## Document
[BEGIN]

Why Properly Titled Movie Filenames Sometimes Still Return the Wrong Results

What’s a filename with regard to a metadata search? It’s everything. The filename is “scraped” to identify the the words used in it, and a four-digit year representing the title’s release year — if the latter exists. The search algorithm takes these search terms (the words in the title and the four digit year) and queries TMDB’s gigantic metadata database for movie titles that best match the terms searched.

What’s a properly titled file? It’s a media or metadata file’s filename that exactly as possible matches the title and release year of the movie it represents, as listed at TMDB.

For example:

The Classic 1984 Apple Commercial Staring John Hurt is not as you might suspect titled “1984 (1984)”. It’s properly correct title (per TMDB) is “Nineteen-Eighty Four (1984)”.

Getting this wrong might get your film identified incorrectly.

Please note:
You are free to disagree with TMDB, but you’ll never change their minds. They are zealots who proselytize from their own literal bible. Conform or be outcast. Resistance is futile.

Always match filenames to both the complete title and the release year listed per TMDB.

This happened because the misidentified file was a 4K file. Infuse scans each file to determine its video and audio characteristics. This is independent of any metadata received from TMDB.

But an interesting example of the flaws in TMDB’s algorithms. See discussion below :arrow_down:.

[END]

## Dataset
[BEGIN]

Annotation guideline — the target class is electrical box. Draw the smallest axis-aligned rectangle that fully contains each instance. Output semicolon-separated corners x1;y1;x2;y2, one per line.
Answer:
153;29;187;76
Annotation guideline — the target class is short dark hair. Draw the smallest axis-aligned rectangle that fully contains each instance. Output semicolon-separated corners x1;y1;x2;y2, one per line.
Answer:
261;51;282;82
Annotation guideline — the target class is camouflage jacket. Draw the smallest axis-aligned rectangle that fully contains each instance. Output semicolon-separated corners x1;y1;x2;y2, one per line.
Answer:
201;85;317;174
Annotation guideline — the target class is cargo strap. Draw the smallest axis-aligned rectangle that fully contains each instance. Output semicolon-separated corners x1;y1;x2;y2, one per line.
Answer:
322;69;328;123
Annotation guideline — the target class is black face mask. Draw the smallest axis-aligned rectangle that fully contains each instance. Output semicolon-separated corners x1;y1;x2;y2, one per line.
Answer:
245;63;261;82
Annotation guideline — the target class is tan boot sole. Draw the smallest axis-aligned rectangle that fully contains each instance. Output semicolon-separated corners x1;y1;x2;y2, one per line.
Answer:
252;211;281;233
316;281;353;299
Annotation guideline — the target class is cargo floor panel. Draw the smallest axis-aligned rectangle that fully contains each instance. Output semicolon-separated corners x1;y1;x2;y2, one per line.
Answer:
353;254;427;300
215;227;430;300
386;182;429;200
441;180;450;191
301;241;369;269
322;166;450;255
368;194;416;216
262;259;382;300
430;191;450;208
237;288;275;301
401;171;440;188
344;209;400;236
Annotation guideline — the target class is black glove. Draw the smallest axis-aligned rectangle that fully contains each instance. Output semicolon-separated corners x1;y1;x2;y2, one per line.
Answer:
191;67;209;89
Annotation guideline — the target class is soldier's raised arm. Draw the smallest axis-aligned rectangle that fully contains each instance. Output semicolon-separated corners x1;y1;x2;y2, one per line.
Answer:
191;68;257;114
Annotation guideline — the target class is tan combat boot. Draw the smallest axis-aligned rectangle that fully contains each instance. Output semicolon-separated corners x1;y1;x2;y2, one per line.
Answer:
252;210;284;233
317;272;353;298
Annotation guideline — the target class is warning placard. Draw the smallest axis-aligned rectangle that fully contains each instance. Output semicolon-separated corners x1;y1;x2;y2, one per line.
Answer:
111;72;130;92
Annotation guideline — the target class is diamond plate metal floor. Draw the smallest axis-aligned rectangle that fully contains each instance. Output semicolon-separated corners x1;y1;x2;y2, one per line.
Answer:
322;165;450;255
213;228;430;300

[END]

Echo word for word the passage of the movie filename article that begins at the words "Getting this wrong" and stops after the words "received from TMDB.".

Getting this wrong might get your film identified incorrectly.

Please note:
You are free to disagree with TMDB, but you’ll never change their minds. They are zealots who proselytize from their own literal bible. Conform or be outcast. Resistance is futile.

Always match filenames to both the complete title and the release year listed per TMDB.

This happened because the misidentified file was a 4K file. Infuse scans each file to determine its video and audio characteristics. This is independent of any metadata received from TMDB.